Dabei geht es Heymann in seinen Porträts immer darum, Menschen und ihre Motivation abzubilden. Dass er sich selber heute auch richtig gut mit gutem Essen auskennt, ist ein netter Nebeneffekt.

Besuch im Sternerestaurant ist wie Opernbesuch
Ein Besuch im Sternerestaurant, das sei wie ein Besuch in der Oper, sagt Heyman. „Das Menü ist die Vorstellung, man ist offen für das, was kommt.“ Wenn man oft genug in den Spitzenküchen der Republik unterwegs war, schärft sich der Blick: Allein am fertigen Teller kann Heymann erkennen, welcher Spitzenkoch das Gericht zubereitet haben muss, sagt er. Während seiner Zeit in den Restaurants habe er auch viel über das „Gast sein“ gelernt.
Ein kleiner Moment der Unachtsamkeit, etwa wenn ein Gast während des Essens auf die Toilette geht oder rauchen möchte, kann den gesamten Ablauf in der Spitzenküche durcheinanderbringen und den Koch aus dem Rhythmus bringen. Wer die Inszenierung nicht stören will, verkneift sich den Gang nach draußen.

*Bereitgestellte Daten*.

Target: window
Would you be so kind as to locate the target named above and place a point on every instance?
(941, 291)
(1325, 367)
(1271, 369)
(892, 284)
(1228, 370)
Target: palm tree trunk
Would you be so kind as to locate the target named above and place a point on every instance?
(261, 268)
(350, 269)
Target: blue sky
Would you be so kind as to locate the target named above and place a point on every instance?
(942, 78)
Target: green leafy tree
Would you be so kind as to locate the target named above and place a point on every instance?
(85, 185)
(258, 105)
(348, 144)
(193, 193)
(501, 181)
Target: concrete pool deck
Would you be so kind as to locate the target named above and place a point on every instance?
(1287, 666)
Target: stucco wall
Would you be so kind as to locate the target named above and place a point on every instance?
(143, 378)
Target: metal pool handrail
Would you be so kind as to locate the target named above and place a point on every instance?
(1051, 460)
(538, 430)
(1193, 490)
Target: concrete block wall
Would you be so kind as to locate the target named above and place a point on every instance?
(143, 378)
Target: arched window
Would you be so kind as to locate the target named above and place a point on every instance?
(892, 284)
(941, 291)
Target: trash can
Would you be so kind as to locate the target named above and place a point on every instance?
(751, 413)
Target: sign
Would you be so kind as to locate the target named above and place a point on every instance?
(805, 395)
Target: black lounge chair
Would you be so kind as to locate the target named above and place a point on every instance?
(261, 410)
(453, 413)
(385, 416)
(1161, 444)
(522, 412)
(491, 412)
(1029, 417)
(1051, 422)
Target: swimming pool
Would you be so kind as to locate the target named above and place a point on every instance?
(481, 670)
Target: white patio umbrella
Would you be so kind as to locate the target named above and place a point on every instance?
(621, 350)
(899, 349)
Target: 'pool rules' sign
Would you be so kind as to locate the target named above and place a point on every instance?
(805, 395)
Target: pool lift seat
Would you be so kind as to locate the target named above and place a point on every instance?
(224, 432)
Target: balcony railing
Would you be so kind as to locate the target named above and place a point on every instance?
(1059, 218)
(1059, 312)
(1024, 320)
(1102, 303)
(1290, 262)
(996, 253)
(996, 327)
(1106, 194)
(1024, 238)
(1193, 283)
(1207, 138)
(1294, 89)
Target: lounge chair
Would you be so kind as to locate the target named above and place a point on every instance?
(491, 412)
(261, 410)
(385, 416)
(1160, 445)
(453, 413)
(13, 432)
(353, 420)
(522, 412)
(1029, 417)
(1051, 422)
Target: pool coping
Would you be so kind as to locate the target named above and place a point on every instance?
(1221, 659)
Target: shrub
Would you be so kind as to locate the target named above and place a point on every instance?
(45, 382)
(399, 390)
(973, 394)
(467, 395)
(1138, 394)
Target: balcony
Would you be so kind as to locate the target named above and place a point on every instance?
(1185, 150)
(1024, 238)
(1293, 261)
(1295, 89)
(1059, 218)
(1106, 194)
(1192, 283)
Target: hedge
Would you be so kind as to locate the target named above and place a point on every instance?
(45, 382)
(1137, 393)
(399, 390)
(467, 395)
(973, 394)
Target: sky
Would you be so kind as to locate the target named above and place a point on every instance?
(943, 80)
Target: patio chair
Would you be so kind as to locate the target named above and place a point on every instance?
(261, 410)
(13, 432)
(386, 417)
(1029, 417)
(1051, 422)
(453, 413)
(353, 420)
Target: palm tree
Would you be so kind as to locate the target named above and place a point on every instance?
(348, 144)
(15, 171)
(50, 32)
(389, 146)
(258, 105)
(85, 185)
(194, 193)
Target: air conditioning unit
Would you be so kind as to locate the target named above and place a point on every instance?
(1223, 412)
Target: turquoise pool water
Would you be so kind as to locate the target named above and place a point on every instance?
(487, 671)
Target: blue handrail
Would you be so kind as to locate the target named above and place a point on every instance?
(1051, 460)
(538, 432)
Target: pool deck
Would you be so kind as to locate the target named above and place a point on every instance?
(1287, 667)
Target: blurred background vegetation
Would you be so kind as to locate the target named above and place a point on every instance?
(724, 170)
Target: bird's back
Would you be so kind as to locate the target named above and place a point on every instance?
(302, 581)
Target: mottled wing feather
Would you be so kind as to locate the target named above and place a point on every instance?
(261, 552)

*Angestrebtes Ziel 1*.
Womit wird im ausgewählten Auszug ein Besuch im Sternerestaurant verglichen?
*Angestrebtes Ziel 2*.
Gib den ausgewählten Auszug von „Besuch im Sternerestaurant ist“ bis einschließlich „Gang nach draußen.“ wortgetreu wieder.
Die Daten stammen aus einer anderen Quelle.

*Korrektes Ergebnis 1*.
Mit einem Besuch in der Oper.

*Korrektes Ergebnis 2*.
Besuch im Sternerestaurant ist wie Opernbesuch
Ein Besuch im Sternerestaurant, das sei wie ein Besuch in der Oper, sagt Heyman. „Das Menü ist die Vorstellung, man ist offen für das, was kommt.“ Wenn man oft genug in den Spitzenküchen der Republik unterwegs war, schärft sich der Blick: Allein am fertigen Teller kann Heymann erkennen, welcher Spitzenkoch das Gericht zubereitet haben muss, sagt er. Während seiner Zeit in den Restaurants habe er auch viel über das „Gast sein“ gelernt.
Ein kleiner Moment der Unachtsamkeit, etwa wenn ein Gast während des Essens auf die Toilette geht oder rauchen möchte, kann den gesamten Ablauf in der Spitzenküche durcheinanderbringen und den Koch aus dem Rhythmus bringen. Wer die Inszenierung nicht stören will, verkneift sich den Gang nach draußen.